WHAT TO DO: Locate every line in the records that contains the word "soil" and copy each one out in full. Case counts.

··· EXCERPTED DATA

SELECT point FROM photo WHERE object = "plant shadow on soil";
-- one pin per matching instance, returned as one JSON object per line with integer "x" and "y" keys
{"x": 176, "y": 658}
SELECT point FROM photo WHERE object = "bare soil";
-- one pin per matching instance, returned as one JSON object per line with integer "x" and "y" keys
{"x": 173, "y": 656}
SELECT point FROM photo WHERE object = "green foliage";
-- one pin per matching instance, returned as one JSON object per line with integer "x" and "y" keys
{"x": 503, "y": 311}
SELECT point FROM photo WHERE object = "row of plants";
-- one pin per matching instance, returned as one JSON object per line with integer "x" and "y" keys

······
··· EXCERPTED DATA

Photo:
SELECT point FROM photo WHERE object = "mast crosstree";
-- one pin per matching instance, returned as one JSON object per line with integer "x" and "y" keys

······
··· EXCERPTED DATA

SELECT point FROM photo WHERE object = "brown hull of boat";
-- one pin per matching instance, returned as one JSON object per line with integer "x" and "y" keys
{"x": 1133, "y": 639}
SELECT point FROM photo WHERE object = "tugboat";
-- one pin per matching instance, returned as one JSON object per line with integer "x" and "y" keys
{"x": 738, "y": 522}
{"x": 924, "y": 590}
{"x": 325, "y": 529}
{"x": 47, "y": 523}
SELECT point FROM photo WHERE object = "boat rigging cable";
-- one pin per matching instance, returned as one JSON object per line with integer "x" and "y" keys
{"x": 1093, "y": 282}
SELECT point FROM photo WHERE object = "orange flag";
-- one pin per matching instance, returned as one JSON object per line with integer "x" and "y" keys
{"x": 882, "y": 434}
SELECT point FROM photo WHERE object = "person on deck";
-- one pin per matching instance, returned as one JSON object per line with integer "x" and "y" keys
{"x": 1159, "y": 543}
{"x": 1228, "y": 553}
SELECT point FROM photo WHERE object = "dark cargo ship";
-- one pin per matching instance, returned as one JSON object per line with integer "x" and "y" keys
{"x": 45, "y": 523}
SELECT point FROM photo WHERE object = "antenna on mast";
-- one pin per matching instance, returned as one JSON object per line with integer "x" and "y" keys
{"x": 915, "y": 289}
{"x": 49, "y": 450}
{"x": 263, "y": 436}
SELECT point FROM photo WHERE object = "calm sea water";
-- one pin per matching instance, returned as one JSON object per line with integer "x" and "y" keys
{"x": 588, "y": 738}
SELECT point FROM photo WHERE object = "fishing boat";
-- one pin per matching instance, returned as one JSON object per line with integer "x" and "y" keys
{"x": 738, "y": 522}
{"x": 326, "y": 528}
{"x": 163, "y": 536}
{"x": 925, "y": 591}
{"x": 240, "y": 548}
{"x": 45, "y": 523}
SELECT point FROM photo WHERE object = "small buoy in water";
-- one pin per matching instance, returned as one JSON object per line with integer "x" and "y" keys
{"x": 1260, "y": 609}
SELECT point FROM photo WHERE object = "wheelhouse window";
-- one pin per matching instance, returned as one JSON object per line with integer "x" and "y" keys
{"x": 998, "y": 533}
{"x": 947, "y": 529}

······

RESPONSE TO THE TASK:
SELECT point FROM photo WHERE object = "plant shadow on soil";
SELECT point FROM photo WHERE object = "bare soil";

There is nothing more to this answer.